_PASSAGE GIVEN_
Tuesday, December 19, 2006

More

I fell asleep last night pondering the word "more". It seems rather appropriate with the holidays so close. Kids recite Santa lists that to parents sound like, "Buy me more!!" Meanwhile, parents look at wallets and checkbooks only to think, "Wish I had more". Calendars crammed with parties, gatherings and end of the year work reports tick off minutes, hours, days and leave the flustered to need more time. To do lists piled with cleaning, baking, and writing require more help. Chaotic malls, post offices, and parking lots increase the desire for more space. It seems everywhere I look I find examples of wanting more.

_AIM OF THE TASK_
Answer these three questions using the post about the word "more":
1. According to the writer, what do parents think when they look at wallets and checkbooks?
2. What do to-do lists piled with cleaning, baking, and writing require?
3. What do chaotic malls, post offices, and parking lots increase the desire for?
The material after this point is separate from the post about the word "more."

_DATA LINES_

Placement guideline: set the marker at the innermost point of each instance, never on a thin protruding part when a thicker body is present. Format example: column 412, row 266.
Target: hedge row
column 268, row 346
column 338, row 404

_TASK RESULT_
1. "Wish I had more."
2. More help.
3. More space.